### Written request
Can you pick up the journal entry about the dream group below and keep writing after its final sentence?

### Excerpt to read
----------
3/16/07 - On Tuesday night, 3/13, I attended an interesting lecture on a new meta-cosmology hypothesis. The lecturer has a background in dreams interpretation, Buddhism, Taoism, literature, Jungian psychology, myths, symbols, the I Ching, etc.

I have also recently learned of a new dream group, beginning this month, and since I cannot attend all the meetings of my original group, due to one of the book discussions (for which I'm now a co-facilitator) meeting at the same time, plus my occasionally being away on trips, I shall begin going as well to the new group this coming Sunday, aiming for altogether 3-4 dream group meetings each month.

It has long been a significant issue for me how much of what I (and everyone else) perceive and understand is objective and how much subjective. I am finding that this is a quite relevant question with respect to the dream interpretations, for some of the leaders of my group(s) and many of the members appear to accept on faith that there is an afterlife, that we reincarnate, that dreams are sometimes predictive, that they are manifestations from God (or at least from one's highest Self), that they cannot present material that is not in the furtherance of our health and well-being, and otherwise that they come from a source similar to "the Force" (from "Star Wars" lore). Just as I had credibility problems, and was ultimately too skeptical, about certain aspects of the Lifestream Way to continue with it, so now I am having doubts about this overarching belief system behind Jungian dream interpretation, as locally practiced.

I find, though, that just as in my dream about becoming Jewish in order to get married (2/23/07), I feel OK taking a pragmatic approach to the prevailing dream group assumptions, so long as the DG continues to accept me as a member and provide both help with the dreams and a sense of community even if I certainly do not have a true believer's commitment to the esoteric side of things.

Incidentally, a person who drowned earlier this week, in one of the major storms and at a low water crossing flood here in Austin, was well known to some of the DG members. It has come as quite a shock.

Along with several other dreams discussed the evening of 3/14, at our last meeting the DG talked about my 2/23 "All's Well That Ends Well" dream. Here are some points mentioned in that connection:

  • The dream is about uniting with my anima or feminine self. By the end of the dream this has been accomplished after I have taken on, if only as a pragmatic gesture, the faith of my bride, which is Jewish.

  • What I think about Jews is therefore significant. In answer to questions about this, I said I have mixed thoughts and feelings about Jews or the Jewish tradition, nation, or culture. I have, embarrassing to tell a group that is probably more than half Jewish (hence the dream is also about my dream group and the dream interpretation process, community, etc.), both pro and con feelings and likely rather stereotypical biases and prejudices.

  • I think that, on average, Jewish people tend to emphasize more a good education, are more intelligent, and are more creative than the typical Gentile. I believe they have often been severely victimized and alienated by the people and cultures with whom they found themselves. Defensively or as a matter of community heritage, they have tended to see themselves and their beliefs and practices as apart from, and in some cases and ways superior to, those around them, so that they seem, from the point of view of an outsider, elitist and exclusionary, creating a sense that, as a culture, and unless one accepts their faith in a rigorous, formal way or was born into the Jewish "race," there is a largely unbridgeable schism between them and us.
----------
### Dataset section

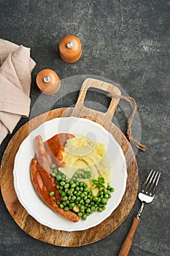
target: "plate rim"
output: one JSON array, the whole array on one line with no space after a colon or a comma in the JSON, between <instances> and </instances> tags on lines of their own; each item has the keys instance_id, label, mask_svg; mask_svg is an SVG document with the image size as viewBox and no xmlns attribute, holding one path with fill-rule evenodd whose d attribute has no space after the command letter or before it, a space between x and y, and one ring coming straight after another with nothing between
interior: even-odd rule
----------
### The output
  • As a child and youth I had felt myself to be alienated and victimized and, no doubt partly for this reason, I easily identified with the plight of Jews who, when I was growing up, had a recent history of being horribly persecuted and having had genocide massively practiced against them, which I found deplorable, feeling shame and righteous anger toward our government for not having been more proactive in support of Jewish people before, during, and after World War II.

  • My feelings may have been all the stronger for my own heritage as a child of German American ancestry. I was sensitive to the horrors endured by, and identified particularly with, a number of individual Jewish persons about whom I had read, such as Ann Frank.

  • However, just as I thought the Nazi "solution" to "the Jewish question" was wrong, I thought the imposition of a "solution" by Zionists, Britain, the US, and the United Nations, in the form of a new Jewish state, Israel, on the Middle East, and especially on the Palestinians living there prior to the Jews taking over and calling it theirs, was also wrong, a political expedient in keeping with some of the hogwash done at the end of World War I by "the victors." Like the mess created and imposed then, this was likely, I thought, to cause dissension for decades to come.

  • It has, and this country's backing almost everything aggressive (toward the Palestinian refugees or their children or grandchildren or toward Israel's Middle East Arabic and Islamic neighbor countries) the Jewish state does with vast supplies of our money, arms, and superpower political rhetoric has not helped but instead has greatly inflamed the situation.

  • Nonetheless, the Jewish American community also represents overall a quite positive contribution to our country. Jewish Americans have on balance been hardworking, vital, creative, and exemplary in making a host of important contributions, probably out of proportion to their percentage of the overall population, particularly as educators, legislators, writers, lawyers, politicians, artists, financiers, entrepreneurs, entertainers, heads of corporations, and scientists, but also at all levels of the economy and in all classes of society.

  • Individuals in the DG suggested that the adjectives I applied to Jewish or Jewish American people, in keeping with the dream, ought to be owned as part of my own makeup, including: well educated, intelligent, dedicated to a sense of community, productive, hardworking, creative, etc. They also felt that, not only was my sensitivity important, but the aggression (which I felt Jews had come, after their World War II experience, to exhibit) might also be appropriate to enhance within myself, under certain conditions, to balance some my gentler, more artistic side.

  • I had also described the rabbi in the dream as like a member of our DG: sweet, probably comfortable dealing with whatever might happen, wise, and intuitive. Here again, the DG felt these characteristics should be owned as representing aspects of myself.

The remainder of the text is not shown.